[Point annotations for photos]
* * * * * * * * *

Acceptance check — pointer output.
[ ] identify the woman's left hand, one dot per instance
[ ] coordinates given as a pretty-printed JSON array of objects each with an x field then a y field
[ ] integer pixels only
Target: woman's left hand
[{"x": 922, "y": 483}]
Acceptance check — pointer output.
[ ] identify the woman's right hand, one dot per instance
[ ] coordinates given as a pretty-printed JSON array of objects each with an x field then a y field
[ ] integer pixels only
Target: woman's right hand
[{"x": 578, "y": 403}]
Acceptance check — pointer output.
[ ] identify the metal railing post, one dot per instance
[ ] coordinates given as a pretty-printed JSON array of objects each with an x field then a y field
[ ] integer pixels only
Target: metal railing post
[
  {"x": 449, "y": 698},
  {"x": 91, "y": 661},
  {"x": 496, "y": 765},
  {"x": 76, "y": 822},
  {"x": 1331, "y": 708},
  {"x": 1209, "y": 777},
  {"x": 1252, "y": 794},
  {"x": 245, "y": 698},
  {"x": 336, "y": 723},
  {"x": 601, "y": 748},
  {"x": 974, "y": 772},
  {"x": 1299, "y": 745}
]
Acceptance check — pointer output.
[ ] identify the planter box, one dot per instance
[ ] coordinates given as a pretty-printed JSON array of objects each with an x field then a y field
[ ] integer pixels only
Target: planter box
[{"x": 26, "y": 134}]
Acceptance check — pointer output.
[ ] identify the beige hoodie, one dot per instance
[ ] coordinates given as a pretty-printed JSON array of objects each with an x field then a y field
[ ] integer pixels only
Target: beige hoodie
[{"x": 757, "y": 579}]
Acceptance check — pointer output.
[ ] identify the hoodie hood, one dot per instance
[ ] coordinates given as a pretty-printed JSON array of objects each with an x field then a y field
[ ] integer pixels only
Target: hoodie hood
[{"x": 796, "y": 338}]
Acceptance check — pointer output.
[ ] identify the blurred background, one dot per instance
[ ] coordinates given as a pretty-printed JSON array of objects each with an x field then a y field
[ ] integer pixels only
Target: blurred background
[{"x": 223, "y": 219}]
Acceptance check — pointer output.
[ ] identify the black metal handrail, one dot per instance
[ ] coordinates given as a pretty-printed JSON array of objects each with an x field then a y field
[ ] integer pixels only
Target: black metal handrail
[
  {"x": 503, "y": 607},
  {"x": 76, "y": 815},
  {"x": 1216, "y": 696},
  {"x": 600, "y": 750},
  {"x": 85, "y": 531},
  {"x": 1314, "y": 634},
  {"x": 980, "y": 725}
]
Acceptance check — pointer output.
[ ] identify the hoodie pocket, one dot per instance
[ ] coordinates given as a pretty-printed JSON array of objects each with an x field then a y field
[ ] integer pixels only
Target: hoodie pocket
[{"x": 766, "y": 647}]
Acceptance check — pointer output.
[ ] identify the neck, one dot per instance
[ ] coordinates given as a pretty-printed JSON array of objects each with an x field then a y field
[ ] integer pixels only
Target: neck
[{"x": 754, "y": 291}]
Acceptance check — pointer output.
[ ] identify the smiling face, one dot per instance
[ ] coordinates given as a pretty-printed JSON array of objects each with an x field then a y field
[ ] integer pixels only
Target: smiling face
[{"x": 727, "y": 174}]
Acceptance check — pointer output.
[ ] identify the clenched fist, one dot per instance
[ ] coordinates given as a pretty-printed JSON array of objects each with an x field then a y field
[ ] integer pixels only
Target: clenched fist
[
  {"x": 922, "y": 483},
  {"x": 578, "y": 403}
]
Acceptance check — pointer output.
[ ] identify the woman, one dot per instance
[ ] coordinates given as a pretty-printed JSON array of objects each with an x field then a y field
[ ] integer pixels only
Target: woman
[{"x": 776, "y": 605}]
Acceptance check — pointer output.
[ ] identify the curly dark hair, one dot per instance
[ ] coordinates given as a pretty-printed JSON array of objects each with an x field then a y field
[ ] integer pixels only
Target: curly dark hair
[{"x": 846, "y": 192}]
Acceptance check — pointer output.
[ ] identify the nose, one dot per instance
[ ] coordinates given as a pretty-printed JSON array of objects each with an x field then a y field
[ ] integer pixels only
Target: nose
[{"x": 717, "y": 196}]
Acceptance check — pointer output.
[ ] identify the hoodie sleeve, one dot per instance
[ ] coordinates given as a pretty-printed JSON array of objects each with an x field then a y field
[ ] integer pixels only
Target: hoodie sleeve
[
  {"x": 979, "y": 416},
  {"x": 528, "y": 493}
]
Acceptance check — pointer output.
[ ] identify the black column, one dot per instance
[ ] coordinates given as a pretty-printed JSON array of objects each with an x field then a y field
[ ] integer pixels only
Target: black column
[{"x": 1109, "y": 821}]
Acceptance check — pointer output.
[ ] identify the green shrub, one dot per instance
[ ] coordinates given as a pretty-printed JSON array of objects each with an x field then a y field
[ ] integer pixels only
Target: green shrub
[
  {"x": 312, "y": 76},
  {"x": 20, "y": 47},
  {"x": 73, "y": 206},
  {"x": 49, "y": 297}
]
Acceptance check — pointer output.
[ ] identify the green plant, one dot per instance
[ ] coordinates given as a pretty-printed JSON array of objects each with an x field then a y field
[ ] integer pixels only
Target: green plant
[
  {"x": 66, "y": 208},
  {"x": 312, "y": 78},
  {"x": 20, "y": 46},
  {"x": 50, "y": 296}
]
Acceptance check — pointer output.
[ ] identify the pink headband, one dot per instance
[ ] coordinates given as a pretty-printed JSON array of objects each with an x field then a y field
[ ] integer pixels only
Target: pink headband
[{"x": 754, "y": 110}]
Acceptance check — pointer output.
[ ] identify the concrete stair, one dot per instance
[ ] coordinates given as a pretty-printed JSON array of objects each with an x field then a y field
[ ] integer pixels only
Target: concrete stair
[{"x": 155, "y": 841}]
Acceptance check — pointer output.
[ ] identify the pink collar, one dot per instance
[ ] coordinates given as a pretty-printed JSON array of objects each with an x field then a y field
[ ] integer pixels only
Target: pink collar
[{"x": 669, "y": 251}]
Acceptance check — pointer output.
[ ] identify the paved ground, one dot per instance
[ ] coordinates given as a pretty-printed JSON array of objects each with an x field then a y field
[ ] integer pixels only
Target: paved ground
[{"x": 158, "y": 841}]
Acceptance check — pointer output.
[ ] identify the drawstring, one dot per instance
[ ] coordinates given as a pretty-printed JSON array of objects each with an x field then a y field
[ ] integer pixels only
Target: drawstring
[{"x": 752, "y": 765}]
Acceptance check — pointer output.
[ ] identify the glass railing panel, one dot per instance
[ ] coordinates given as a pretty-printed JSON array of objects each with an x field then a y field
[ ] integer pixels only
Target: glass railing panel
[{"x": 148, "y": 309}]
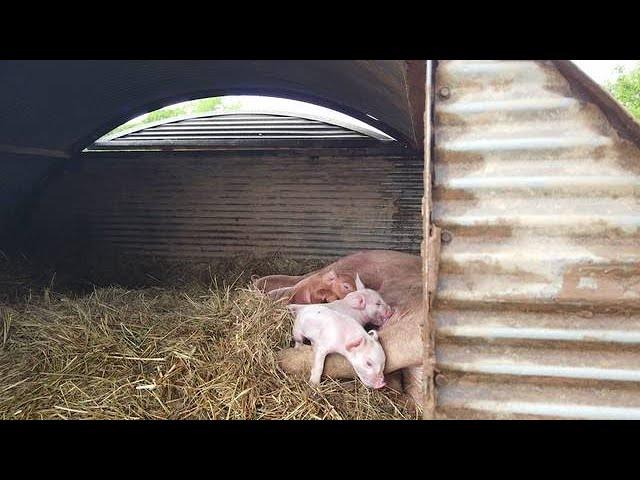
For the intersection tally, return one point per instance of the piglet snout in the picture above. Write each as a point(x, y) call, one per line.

* * * * * * * * *

WORK TO BE COMPLETED |
Retype all the records shown above, character for character. Omit every picture.

THE COMPLETED TASK |
Acceptance check — pointer output.
[ ] identify the woman's left hand, one dot per instance
[ ] coordinates given as a pretty-printed JSON array of objects each with an x field then a y field
[ ] integer pixels only
Target: woman's left hand
[{"x": 922, "y": 483}]
Acceptance check — pointer output.
[ ] identify the woman's right hand, one dot per instance
[ ] coordinates given as a pretty-printed JSON array of objects each with an x field then a y field
[ ] integer pixels only
Target: woman's right hand
[{"x": 578, "y": 403}]
Acceptance check — pointer output.
[ ] identify the metal railing post, one dot per instance
[ ] coordinates given as a pretty-printed JSON array of objects each with an x field then a y field
[ ] integer pixels only
Target: metal railing post
[
  {"x": 449, "y": 698},
  {"x": 91, "y": 661},
  {"x": 496, "y": 765},
  {"x": 76, "y": 822},
  {"x": 1331, "y": 708},
  {"x": 1209, "y": 777},
  {"x": 1252, "y": 794},
  {"x": 245, "y": 698},
  {"x": 336, "y": 723},
  {"x": 601, "y": 748},
  {"x": 974, "y": 772},
  {"x": 1299, "y": 745}
]
Acceptance check — pointer output.
[ ] identify the planter box, one dot per instance
[ ] coordinates given as a pretty-printed JSON array of objects each with an x field then a y field
[ ] integer pixels only
Target: planter box
[{"x": 26, "y": 134}]
Acceptance check — pointer output.
[ ] identify the beige hoodie, one dot per instance
[ ] coordinates given as a pretty-printed JSON array of objects each with an x field then a y field
[ ] integer pixels only
Target: beige hoodie
[{"x": 757, "y": 579}]
Acceptance check — pointer output.
[ ] identify the hoodie hood, one dot per instance
[ ] coordinates given as a pretty-printed JSON array of objects each with an x field then a y field
[ ] integer pixels only
Target: hoodie hood
[{"x": 796, "y": 338}]
Acceptance check — pointer output.
[ ] identify the blurred background, one dot per instance
[ ] coordinates given as a pretty-printed JSON array of objects each with an x field then a y field
[ ] integer pixels only
Target: blurred background
[{"x": 223, "y": 219}]
Acceptance check — pointer output.
[ ] identify the black metal handrail, one dot per instance
[ ] coordinates given as a pretty-printed JSON array of objects each with an x field then a y field
[ ] integer pixels only
Target: black metal handrail
[
  {"x": 503, "y": 607},
  {"x": 76, "y": 815},
  {"x": 1216, "y": 696},
  {"x": 600, "y": 750},
  {"x": 85, "y": 531},
  {"x": 1314, "y": 634},
  {"x": 980, "y": 725}
]
Acceptance check — pointer output.
[ ] identify the hoodie pocket, one dot per instance
[ ] coordinates given as a pretty-printed JSON array of objects each with an x field then a y field
[ ] integer pixels only
Target: hoodie pocket
[{"x": 766, "y": 647}]
Acceptance check — pointer output.
[ ] identify the neck, one dot per instance
[ ] coordinates given as a pretty-printed JSON array of objects each with an x field then a y field
[ ] integer pixels only
Target: neck
[{"x": 754, "y": 291}]
Acceptance check — pointer output.
[ ] identify the smiling face, one dot per instance
[ ] coordinates given as a pretty-printed JSON array of objects each with an x field then a y field
[ ] integer pixels only
Target: smiling face
[{"x": 727, "y": 174}]
Acceptance check — pointer output.
[ ] identify the clenched fist, one dot per instance
[ ] coordinates given as a pretty-printed JSON array of objects each with an x field then a y field
[ ] integer pixels only
Target: clenched fist
[
  {"x": 922, "y": 483},
  {"x": 578, "y": 403}
]
Acceptance check — pointer output.
[ ] identify the woman, one dot per instance
[ ] coordinates given as a pretty-printed JSON array of objects each with an x field then a y field
[ ] integer pixels only
Target: woman
[{"x": 776, "y": 605}]
Acceptance check — pointer output.
[ ] identify the curly dark hair, one dot per instance
[ ] coordinates given as a pretty-printed JSON array of objects each with an x field then a y field
[ ] integer pixels only
Target: curly dark hair
[{"x": 846, "y": 192}]
Acceptance check — pointer output.
[ ] identify the nose, one dot per instance
[ ] coordinates given as a pretty-printed JSON array of objects each with an x field then a y field
[ ] integer pixels only
Target: nose
[{"x": 717, "y": 196}]
Acceptance check — pointer output.
[ ] identify the hoodie sleeve, one dot per instance
[ ] coordinates given as a pretty-printed JSON array of objects each with an x field then a y field
[ ] integer pixels only
Target: hoodie sleeve
[
  {"x": 979, "y": 416},
  {"x": 528, "y": 493}
]
Acceptance check — pointer output.
[ ] identify the black column, one dot per instance
[ ] coordinates given as a pretty-printed JSON array of objects each with an x field then a y field
[ ] integer pixels only
Target: black column
[{"x": 1109, "y": 821}]
Acceptance check — pointer output.
[ ] identify the green shrub, one dot per instance
[ ] coordinates given as a pretty-printed JSON array of objects each with an x field then a y field
[ ] integer pixels only
Target: green shrub
[
  {"x": 312, "y": 76},
  {"x": 20, "y": 47},
  {"x": 73, "y": 206},
  {"x": 49, "y": 297}
]
Acceptance check — pointer output.
[ ] identify the green plant, one dot per instance
[ ] coordinates given as a pretty-printed JSON array of objects each with an x field then a y field
[ ] integer pixels only
Target: green plant
[
  {"x": 66, "y": 208},
  {"x": 312, "y": 78},
  {"x": 20, "y": 46},
  {"x": 50, "y": 296}
]
Acceptance check — pointer output.
[ ] identify the pink headband, one dot per instance
[ ] coordinates given as a pretty-printed JSON array of objects each with an x field then a y field
[ ] integer pixels only
Target: pink headband
[{"x": 754, "y": 110}]
Acceptance check — pointer output.
[ ] identify the concrete stair, one dot per instance
[ ] coordinates given as a pretty-printed JSON array of objects each with an x field then a y field
[ ] integer pixels only
Target: concrete stair
[{"x": 155, "y": 841}]
Acceptance check — pointer output.
[ ] identify the pink collar, one dot per instance
[ ] coordinates given as a pretty-printed JSON array of objects each with an x field then a y field
[ ] integer pixels only
Target: pink collar
[{"x": 669, "y": 251}]
Acceptance check — pointer output.
[ ] identify the paved ground, one dot per instance
[ ] coordinates given as a pretty-printed JSON array of objects each with an x field then a y field
[ ] integer pixels only
Target: paved ground
[{"x": 158, "y": 841}]
Acceptance check — pointer output.
[ ] identify the drawstring, one dot per instance
[ ] coordinates given as a pretty-printed JSON array of objects each with an x field then a y field
[ ] integer pixels only
Target: drawstring
[{"x": 752, "y": 765}]
Acceptance check — pointer output.
[ ] identify the glass railing panel, one dot per instance
[ ] coordinates given as a pretty-printed JSON array of objects each with an x field then a y field
[ ] integer pixels only
Target: glass railing panel
[{"x": 148, "y": 309}]
For the intersection tally, return one point per instance of the piglet snout in the picture above. Write each as a point(x, y) call, one per line.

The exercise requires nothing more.